## EXERCISE REQUIREMENTS
Could you say how many lines in the entries contain the string "Mark"? Give only that number.

==========

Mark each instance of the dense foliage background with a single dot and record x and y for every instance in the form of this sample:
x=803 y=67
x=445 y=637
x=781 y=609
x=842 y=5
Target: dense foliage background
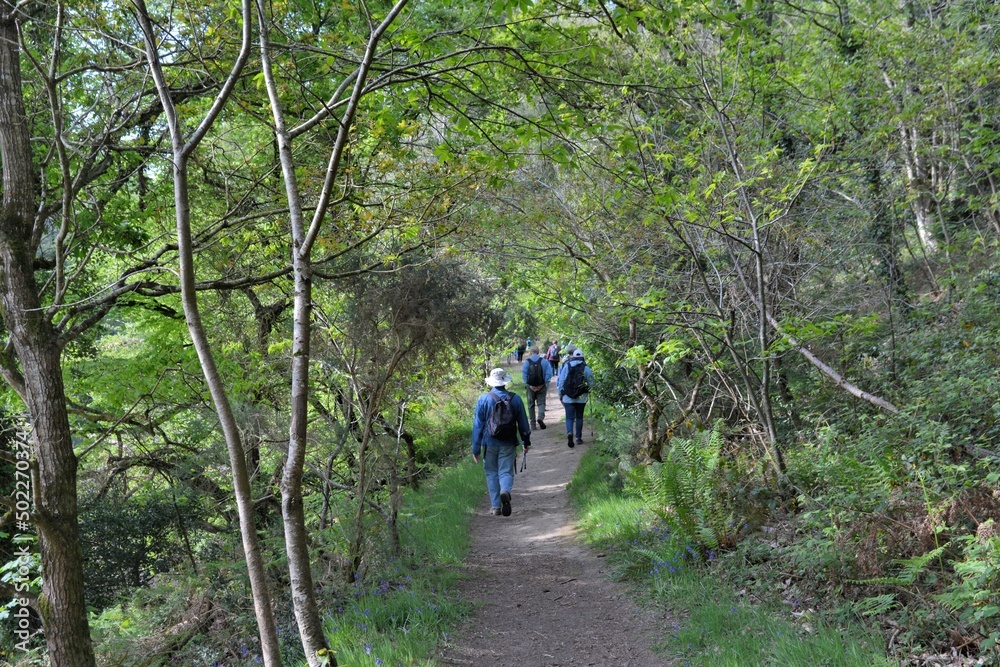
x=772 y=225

==========

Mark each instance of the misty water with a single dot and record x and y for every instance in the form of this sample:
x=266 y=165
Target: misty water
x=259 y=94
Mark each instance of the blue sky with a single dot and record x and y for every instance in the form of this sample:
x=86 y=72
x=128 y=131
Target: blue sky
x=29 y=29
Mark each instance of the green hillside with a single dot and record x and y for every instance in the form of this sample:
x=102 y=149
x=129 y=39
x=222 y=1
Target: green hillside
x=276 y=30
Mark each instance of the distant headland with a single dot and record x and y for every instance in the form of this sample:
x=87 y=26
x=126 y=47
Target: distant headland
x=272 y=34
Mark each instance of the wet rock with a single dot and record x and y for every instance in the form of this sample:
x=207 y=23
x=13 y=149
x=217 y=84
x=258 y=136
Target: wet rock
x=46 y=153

==========

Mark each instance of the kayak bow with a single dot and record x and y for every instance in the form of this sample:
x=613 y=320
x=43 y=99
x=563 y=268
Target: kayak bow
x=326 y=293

==========

## SOLUTION TO THIS EXERCISE
7